Goal: In the passage about Robert Scott and the gypsies, what moor was Robert Scott riding over when he came upon the band of gypsies?
[begin Quoted passage]
In the Preface to Guy Mannering, we have an anecdote of Robert Scott in his earlier days: "My grandfather, while riding over Charterhouse Moor, then a very extensive common, fell suddenly among a large band of gypsies, who were carousing in a hollow surrounded by bushes. They instantly seized on his bridle with shouts of welcome, exclaiming that they had often dined at his expense, and he must now stay and share their cheer. My ancestor was a little alarmed, for he had more money about his person than he cared to risk in such society. However, being naturally a bold, lively spirited man, he entered into the humor of the thing, and sat down to the feast, which consisted of all the varieties of game, poultry, pigs, and so forth, that could be collected by a wide and indiscriminate system of plunder. The dinner was a very merry one, but my relative got a hint from some of the older gypsies, just when 'the mirth and fun grew fast and furious,' and mounting his horse accordingly, he took a French leave of his entertainers." His grandson might have reported more than one scene of the like sort in which he was himself engaged, while hunting the same district, not in quest of foxes or of cattle sales, like the Goodman of Sandy-Knowe, but of ballads for the Minstrelsy. Gypsy stories, as we are told in the same Preface, were frequently in the mouth of the old man when his face "brightened at the evening fire," in the days of the poet's childhood. And he adds that, "as Dr. Johnson had a shadowy recollection of Queen Anne as a stately lady in black, adorned with diamonds," so his own memory was haunted with "a solemn remembrance of a woman of more than female height, dressed in a long red cloak, who once made her appearance beneath the thatched roof of Sandy-Knowe, commenced acquaintance by {p.062} giving him an apple, and whom he looked on, nevertheless, with as much awe as the future doctor, High Church and Tory as he was doomed to be, could look upon the Queen." This was Madge Gordon, granddaughter of Jean Gordon, the prototype of Meg Merrilies.
[end Quoted passage]
[begin Information shown]
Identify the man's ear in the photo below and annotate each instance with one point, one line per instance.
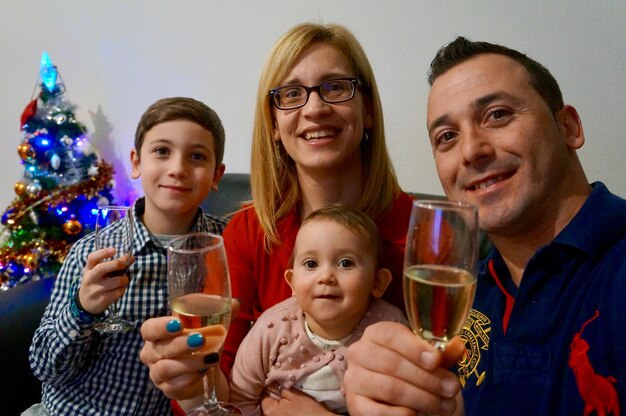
[end Information shown]
Result for this exercise: Charterhouse Moor